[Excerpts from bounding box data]
--- Start ---
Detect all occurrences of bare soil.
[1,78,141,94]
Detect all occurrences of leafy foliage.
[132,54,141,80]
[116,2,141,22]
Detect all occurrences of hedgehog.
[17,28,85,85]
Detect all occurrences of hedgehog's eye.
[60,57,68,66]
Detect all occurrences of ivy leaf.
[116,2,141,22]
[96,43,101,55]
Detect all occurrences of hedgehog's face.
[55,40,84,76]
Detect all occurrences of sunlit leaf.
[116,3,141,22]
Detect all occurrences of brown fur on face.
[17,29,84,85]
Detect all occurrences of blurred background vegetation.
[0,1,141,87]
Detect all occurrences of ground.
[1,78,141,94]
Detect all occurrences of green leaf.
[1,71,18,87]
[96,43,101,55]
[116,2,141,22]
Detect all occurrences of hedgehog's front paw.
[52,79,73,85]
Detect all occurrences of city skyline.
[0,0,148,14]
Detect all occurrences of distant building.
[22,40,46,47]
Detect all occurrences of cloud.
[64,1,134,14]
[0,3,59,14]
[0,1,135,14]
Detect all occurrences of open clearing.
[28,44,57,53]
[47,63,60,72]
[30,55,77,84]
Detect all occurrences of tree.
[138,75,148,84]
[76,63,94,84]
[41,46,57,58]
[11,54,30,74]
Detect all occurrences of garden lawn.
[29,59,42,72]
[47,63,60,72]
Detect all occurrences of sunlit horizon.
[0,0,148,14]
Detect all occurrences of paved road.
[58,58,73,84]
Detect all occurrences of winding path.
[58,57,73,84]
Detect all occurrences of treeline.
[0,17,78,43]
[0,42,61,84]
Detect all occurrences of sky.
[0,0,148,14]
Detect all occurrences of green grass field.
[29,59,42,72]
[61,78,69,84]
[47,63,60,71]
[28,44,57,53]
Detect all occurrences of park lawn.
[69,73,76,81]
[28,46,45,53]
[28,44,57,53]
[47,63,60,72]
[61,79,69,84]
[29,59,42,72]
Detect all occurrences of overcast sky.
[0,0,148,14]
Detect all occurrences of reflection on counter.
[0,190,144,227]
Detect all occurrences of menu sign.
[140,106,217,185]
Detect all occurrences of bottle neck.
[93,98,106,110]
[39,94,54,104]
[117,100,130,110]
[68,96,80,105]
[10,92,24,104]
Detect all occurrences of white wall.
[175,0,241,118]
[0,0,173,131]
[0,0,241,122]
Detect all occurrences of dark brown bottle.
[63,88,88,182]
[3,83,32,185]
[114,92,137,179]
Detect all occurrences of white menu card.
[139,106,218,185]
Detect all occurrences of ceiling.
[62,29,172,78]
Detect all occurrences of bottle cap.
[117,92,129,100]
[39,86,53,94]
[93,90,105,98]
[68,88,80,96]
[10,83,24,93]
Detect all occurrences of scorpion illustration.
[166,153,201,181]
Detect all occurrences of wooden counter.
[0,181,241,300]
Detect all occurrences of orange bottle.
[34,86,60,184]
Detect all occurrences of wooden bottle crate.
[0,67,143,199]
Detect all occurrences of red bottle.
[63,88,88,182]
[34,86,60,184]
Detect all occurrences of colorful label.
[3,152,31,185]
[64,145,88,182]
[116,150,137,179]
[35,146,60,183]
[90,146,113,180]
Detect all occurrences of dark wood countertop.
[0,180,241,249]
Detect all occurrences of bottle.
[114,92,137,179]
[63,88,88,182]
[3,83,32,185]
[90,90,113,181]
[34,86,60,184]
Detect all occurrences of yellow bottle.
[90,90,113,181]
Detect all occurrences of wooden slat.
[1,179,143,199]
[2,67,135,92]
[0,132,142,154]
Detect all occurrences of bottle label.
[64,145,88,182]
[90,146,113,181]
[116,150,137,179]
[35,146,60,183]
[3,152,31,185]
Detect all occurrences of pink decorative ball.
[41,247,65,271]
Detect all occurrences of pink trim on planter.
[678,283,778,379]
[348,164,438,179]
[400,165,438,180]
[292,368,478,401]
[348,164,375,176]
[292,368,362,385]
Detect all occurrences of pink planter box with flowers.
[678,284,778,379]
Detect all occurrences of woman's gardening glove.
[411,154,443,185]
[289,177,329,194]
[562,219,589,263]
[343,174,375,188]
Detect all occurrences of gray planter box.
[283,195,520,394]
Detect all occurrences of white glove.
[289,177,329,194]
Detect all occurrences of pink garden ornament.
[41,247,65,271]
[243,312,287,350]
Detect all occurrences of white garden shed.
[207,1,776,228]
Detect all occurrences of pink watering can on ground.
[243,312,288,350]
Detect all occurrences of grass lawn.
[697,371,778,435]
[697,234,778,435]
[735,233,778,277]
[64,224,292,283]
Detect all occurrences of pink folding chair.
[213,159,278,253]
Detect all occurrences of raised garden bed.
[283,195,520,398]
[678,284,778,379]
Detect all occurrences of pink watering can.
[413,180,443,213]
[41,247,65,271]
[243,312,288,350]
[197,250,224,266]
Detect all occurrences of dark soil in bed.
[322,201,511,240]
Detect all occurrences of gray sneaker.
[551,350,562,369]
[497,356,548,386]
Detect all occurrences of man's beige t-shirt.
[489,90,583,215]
--- End ---
Your instructions
Copy out all of the lines above word for word, with nothing changed.

Answer to this exercise
Detect all occurrences of bare soil.
[1,78,141,94]
Detect all occurrences of leafy foliage.
[132,54,141,80]
[116,2,141,22]
Detect all occurrences of hedgehog.
[17,28,85,85]
Detect all occurrences of hedgehog's eye.
[60,57,68,66]
Detect all occurrences of ivy leaf.
[116,2,141,22]
[96,43,101,55]
Detect all occurrences of hedgehog's face.
[55,40,84,76]
Detect all occurrences of sunlit leaf.
[116,3,141,22]
Detect all occurrences of brown fur on face.
[17,29,84,85]
Detect all occurrences of blurred background vegetation.
[0,1,141,87]
Detect all occurrences of ground.
[1,78,141,94]
Detect all occurrences of green leaf.
[1,71,18,87]
[96,43,101,55]
[116,2,141,22]
Detect all occurrences of hedgehog's front paw.
[52,79,73,85]
Detect all occurrences of city skyline.
[0,0,148,14]
Detect all occurrences of distant building.
[22,40,46,47]
Detect all occurrences of cloud.
[64,1,134,14]
[0,3,59,14]
[0,1,135,14]
Detect all occurrences of open clearing.
[28,44,57,53]
[47,63,60,72]
[30,55,77,84]
Detect all occurrences of tree.
[138,75,148,84]
[76,63,94,84]
[41,46,57,58]
[11,54,30,74]
Detect all occurrences of garden lawn.
[29,59,42,72]
[47,63,60,72]
Detect all occurrences of sunlit horizon.
[0,0,148,14]
Detect all occurrences of paved road.
[58,58,73,84]
Detect all occurrences of winding path.
[58,57,73,84]
Detect all occurrences of treeline.
[0,17,78,43]
[0,42,61,84]
Detect all occurrences of sky.
[0,0,148,14]
Detect all occurrences of green grass field.
[29,59,42,72]
[61,78,69,84]
[47,63,60,71]
[28,44,57,53]
Detect all occurrences of park lawn.
[69,73,76,81]
[28,46,45,53]
[28,44,57,53]
[47,63,60,72]
[61,79,69,84]
[29,59,42,72]
Detect all occurrences of overcast sky.
[0,0,148,14]
Detect all occurrences of reflection on counter.
[0,190,144,227]
Detect all occurrences of menu sign.
[140,106,217,185]
Detect all occurrences of bottle neck.
[93,98,106,110]
[39,94,54,104]
[117,100,130,110]
[68,96,80,105]
[10,92,24,104]
Detect all occurrences of white wall.
[175,0,241,118]
[0,0,173,131]
[0,0,241,122]
Detect all occurrences of dark brown bottle.
[63,88,88,182]
[3,83,32,185]
[114,92,137,179]
Detect all occurrences of white menu card.
[139,106,218,185]
Detect all occurrences of ceiling.
[62,29,172,78]
Detect all occurrences of bottle cap.
[117,92,129,100]
[39,86,53,94]
[93,90,105,98]
[68,88,80,96]
[10,83,24,93]
Detect all occurrences of scorpion illustration.
[166,153,201,181]
Detect all occurrences of wooden counter.
[0,181,241,300]
Detect all occurrences of orange bottle.
[34,86,60,184]
Detect all occurrences of wooden bottle crate.
[0,67,143,199]
Detect all occurrences of red bottle.
[63,88,88,182]
[34,86,60,184]
Detect all occurrences of colorful label.
[3,152,31,185]
[64,145,88,182]
[116,150,137,179]
[35,146,60,183]
[90,146,113,180]
Detect all occurrences of dark wood countertop.
[0,180,241,249]
Detect all occurrences of bottle.
[114,92,137,179]
[63,88,88,182]
[3,83,32,185]
[90,90,113,181]
[34,86,60,184]
Detect all occurrences of yellow bottle.
[90,90,113,181]
Detect all occurrences of wooden slat.
[1,179,143,199]
[2,67,135,92]
[0,132,142,154]
Detect all occurrences of bottle label.
[64,145,88,182]
[90,146,113,181]
[116,150,137,179]
[35,146,60,183]
[3,152,31,185]
Detect all occurrences of pink decorative ball.
[41,247,65,271]
Detect all occurrences of pink trim on planter.
[678,283,778,379]
[348,164,438,179]
[400,165,438,180]
[292,368,478,401]
[348,164,375,176]
[292,368,362,385]
Detect all occurrences of pink planter box with flowers.
[678,284,778,379]
Detect all occurrences of woman's gardening glove.
[411,154,443,185]
[289,177,329,194]
[562,219,589,263]
[343,174,375,188]
Detect all occurrences of gray planter box.
[283,195,520,394]
Detect all occurrences of white glove.
[289,177,329,194]
Detect all occurrences of pink garden ornament.
[41,247,65,271]
[243,312,287,350]
Detect all occurrences of white garden shed.
[207,1,776,228]
Detect all occurrences of pink watering can on ground.
[243,312,288,350]
Detect all occurrences of grass lawn.
[697,371,778,435]
[697,234,778,435]
[735,233,778,277]
[64,224,292,283]
Detect all occurrences of pink folding chair.
[213,159,278,253]
Detect all occurrences of raised garden bed.
[283,195,520,398]
[678,284,778,379]
Detect all occurrences of pink watering can.
[413,180,443,213]
[41,247,65,271]
[243,312,288,350]
[197,250,224,266]
Detect all occurrences of dark soil in bed.
[322,201,511,240]
Detect all occurrences of gray sneaker.
[551,350,562,369]
[497,356,548,386]
Detect all occurrences of man's beige t-shirt.
[489,90,583,215]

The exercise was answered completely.